### Document text:
++++++++++++++++++++
I remember when I thought FlappyCoin was going to be as big as Dogecoin. Nope! I wonder what happens with a devalued Altcoin. I read through the article and the gist seems to be that a 51% attack is possible. I wonder if this has been pulled off with any that were at one time popular. If I were a flappycoin millionaire it would bother me if someone had taken my coins even if they had no monetary value. I imagine some others would be more annoyed than I would be.
This isn't a shutdown problem. That's getting the directionality confused.
This is actually the failure mode of most altcoins in the wild. They get attacked because the consensus was never reliable.
There are still tons out there (easily more than 50% by number) that could be smashed into oblivion by anyone with a decent amount of money tomorrow.
Have N self-appointed archivists publish a timestamped record of the blockchain. Any query can then be based on N of these archivists.
I'd imagine such a record to be: the final block header, and a Merkle tree root hash of every block using a more time-resistant hashing function. The Merkle tree root hash prevents rewriting the chain later through brute force. The actual consensus mechanism has prevented wrong writes.
Timestamping could be done by publishing in newspapers, or in other blockchains.
The biggest issue comes at the moment 'archiving' is announced. History-rewrite attacks then suddenly become a lot more valuable, so you'd probably need to say 'We are archiving the chain as of 100 blocks ago'. This prevents anyone from mucking with the end of the chain, but comes at the cost of discarding the last 100 blocks.
Seems like every blockchain should have a baked in “genesis” procedure and “felling” procedure (yep, a logging term since you’re “severing” the Merkle tree) to tie up all sources of new transactions and stumping or “tarring” the blockchain. Sureley there’s fantastic logging vernacular to draw from to name the period between the start of a “felling” and the resultant stump.
++++++++++++++++++++
### Records from a dataset:
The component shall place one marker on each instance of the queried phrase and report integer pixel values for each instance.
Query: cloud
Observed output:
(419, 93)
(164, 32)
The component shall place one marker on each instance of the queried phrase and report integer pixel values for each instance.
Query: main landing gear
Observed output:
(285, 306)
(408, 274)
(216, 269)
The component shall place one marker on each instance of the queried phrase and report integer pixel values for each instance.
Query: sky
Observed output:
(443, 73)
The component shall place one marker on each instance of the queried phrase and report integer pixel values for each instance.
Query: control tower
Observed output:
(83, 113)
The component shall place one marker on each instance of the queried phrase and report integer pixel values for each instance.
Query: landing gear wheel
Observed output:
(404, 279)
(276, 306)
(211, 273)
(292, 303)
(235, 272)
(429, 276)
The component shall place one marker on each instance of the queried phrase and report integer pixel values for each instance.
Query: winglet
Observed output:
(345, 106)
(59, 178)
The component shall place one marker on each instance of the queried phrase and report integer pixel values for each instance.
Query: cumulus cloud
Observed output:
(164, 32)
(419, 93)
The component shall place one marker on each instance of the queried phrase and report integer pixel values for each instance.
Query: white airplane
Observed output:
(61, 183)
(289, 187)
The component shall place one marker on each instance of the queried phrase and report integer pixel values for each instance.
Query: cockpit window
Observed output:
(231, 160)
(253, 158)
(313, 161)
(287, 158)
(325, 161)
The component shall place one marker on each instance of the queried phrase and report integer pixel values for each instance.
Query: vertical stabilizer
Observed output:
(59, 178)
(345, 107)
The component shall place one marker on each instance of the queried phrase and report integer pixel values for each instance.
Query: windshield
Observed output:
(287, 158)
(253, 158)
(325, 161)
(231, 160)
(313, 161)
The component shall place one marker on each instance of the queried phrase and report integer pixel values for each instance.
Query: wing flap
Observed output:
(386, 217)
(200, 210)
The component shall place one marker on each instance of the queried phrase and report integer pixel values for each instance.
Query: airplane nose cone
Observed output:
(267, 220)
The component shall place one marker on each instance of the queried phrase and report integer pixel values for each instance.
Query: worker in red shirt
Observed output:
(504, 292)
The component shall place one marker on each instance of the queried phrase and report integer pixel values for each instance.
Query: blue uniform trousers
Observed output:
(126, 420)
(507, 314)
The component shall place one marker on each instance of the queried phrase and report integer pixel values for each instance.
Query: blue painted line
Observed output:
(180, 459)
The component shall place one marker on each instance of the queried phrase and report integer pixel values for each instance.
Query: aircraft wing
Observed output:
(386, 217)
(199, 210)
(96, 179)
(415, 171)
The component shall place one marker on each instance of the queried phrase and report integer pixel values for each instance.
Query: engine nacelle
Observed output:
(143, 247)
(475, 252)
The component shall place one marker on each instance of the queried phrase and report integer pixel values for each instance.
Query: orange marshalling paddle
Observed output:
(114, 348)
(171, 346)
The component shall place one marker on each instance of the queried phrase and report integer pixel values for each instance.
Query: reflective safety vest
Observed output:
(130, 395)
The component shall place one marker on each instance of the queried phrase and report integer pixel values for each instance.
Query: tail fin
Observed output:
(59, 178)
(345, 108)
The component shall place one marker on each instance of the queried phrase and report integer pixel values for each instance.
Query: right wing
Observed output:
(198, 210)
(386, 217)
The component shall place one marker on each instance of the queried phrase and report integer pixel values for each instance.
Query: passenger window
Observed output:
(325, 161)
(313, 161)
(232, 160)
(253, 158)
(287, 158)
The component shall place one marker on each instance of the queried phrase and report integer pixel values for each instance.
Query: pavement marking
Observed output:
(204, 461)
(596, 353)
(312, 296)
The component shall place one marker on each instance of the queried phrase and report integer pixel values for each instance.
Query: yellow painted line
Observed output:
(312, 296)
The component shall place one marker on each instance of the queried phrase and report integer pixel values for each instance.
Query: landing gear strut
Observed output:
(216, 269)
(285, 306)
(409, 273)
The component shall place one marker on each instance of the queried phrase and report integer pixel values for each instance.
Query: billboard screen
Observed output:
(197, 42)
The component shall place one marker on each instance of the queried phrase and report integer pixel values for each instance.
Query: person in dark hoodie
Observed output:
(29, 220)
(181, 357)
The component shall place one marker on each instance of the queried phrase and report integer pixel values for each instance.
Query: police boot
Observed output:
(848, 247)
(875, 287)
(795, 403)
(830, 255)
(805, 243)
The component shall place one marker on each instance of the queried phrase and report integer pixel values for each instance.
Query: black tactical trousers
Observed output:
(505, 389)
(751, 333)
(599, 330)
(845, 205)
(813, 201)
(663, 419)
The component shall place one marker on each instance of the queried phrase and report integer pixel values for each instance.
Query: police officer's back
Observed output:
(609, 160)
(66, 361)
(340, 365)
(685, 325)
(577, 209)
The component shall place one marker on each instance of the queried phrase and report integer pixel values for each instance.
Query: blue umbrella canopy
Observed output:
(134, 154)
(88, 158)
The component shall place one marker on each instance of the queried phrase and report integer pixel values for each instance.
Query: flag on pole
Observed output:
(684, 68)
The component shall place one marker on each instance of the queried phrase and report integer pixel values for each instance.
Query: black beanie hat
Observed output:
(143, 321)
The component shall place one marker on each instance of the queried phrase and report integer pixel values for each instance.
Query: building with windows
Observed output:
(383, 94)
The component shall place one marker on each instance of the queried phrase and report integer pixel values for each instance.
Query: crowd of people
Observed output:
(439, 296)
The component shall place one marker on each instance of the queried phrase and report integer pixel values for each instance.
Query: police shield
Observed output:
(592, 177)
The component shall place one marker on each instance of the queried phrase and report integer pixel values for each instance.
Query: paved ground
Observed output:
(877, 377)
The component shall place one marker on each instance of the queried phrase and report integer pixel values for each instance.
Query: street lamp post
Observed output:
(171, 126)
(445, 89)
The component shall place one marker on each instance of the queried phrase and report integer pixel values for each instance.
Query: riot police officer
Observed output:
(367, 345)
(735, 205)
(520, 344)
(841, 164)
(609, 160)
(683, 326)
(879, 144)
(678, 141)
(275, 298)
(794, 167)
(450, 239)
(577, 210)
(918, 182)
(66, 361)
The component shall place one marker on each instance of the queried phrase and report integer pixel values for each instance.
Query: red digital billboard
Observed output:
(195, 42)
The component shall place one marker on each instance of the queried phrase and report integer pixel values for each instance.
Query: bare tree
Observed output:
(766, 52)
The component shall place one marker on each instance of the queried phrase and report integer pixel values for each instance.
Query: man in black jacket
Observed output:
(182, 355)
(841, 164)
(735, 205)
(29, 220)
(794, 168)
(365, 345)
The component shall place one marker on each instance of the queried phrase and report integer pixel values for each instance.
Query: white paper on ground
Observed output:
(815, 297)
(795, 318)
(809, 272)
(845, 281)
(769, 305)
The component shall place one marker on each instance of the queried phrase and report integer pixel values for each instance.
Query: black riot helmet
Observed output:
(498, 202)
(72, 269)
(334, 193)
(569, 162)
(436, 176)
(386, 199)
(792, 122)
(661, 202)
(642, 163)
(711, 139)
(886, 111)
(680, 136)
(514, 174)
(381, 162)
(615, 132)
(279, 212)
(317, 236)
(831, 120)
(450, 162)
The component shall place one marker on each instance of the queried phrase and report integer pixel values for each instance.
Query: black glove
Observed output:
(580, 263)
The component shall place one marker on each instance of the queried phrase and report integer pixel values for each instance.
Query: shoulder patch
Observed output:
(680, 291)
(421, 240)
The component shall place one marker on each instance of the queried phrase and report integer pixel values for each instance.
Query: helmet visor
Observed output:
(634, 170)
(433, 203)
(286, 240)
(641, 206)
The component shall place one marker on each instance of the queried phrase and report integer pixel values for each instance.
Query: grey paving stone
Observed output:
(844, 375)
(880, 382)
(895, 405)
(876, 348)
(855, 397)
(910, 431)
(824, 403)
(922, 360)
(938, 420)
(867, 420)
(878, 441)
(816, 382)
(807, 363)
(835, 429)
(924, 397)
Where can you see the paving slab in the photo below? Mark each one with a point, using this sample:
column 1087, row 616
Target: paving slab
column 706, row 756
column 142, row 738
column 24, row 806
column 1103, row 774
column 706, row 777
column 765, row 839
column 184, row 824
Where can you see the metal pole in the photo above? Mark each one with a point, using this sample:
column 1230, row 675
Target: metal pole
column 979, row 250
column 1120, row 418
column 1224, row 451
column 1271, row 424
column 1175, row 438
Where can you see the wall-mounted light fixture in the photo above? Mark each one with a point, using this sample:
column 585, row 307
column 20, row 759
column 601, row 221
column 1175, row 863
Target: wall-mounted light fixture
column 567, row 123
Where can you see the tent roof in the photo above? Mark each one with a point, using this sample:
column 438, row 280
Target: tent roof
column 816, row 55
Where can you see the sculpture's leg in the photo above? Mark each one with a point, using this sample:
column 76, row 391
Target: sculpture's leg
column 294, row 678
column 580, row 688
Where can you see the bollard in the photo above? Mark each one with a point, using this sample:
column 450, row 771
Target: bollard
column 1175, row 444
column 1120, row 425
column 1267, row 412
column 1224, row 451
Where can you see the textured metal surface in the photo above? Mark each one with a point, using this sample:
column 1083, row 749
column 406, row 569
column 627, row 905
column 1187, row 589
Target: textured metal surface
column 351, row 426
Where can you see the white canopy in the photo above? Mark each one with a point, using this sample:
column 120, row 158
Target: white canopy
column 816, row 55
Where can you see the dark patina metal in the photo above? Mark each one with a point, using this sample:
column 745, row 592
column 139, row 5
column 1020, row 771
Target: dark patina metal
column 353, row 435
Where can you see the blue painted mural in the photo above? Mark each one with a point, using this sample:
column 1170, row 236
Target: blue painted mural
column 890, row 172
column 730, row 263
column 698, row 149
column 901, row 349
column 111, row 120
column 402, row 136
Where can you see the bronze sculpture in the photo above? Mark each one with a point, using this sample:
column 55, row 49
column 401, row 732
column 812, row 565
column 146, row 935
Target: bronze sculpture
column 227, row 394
++++++++++++++++++++
Carry on the discussion about attacks on abandoned altcoins and archiving their blockchains, starting right after its final sentence.

### Output of the exercise:
1) you could just post the last block ID to an active blockchain or centralized data store if you must, then anyone can download the blockchain via a torrent for example and verify the entire chain; this just requires some trusted data store. If you don’t have one, then you are screwed anyhow and probably shouldn’t have shut down that blockchain.
2) if there is utility in the blockchain, chances are it won’t shut down.
By consensus?
> 2. The elements of the sequence are data blocks that are chained together via digital signatures.
This is incorrect. Digital signatures are used when (S) signing a transaction which must refer some precious transaction with a receiver address corresponding to the public key which verifies signature S.
Blocks are chained by their headers hashes. There are no keys nor digital signatures involved here..
I don't see this as an issue. If the chain is important enough, it will continue on from usage. If it's not useful enough to keep alive, then why bother with keeping it alive as a mean of archiving it?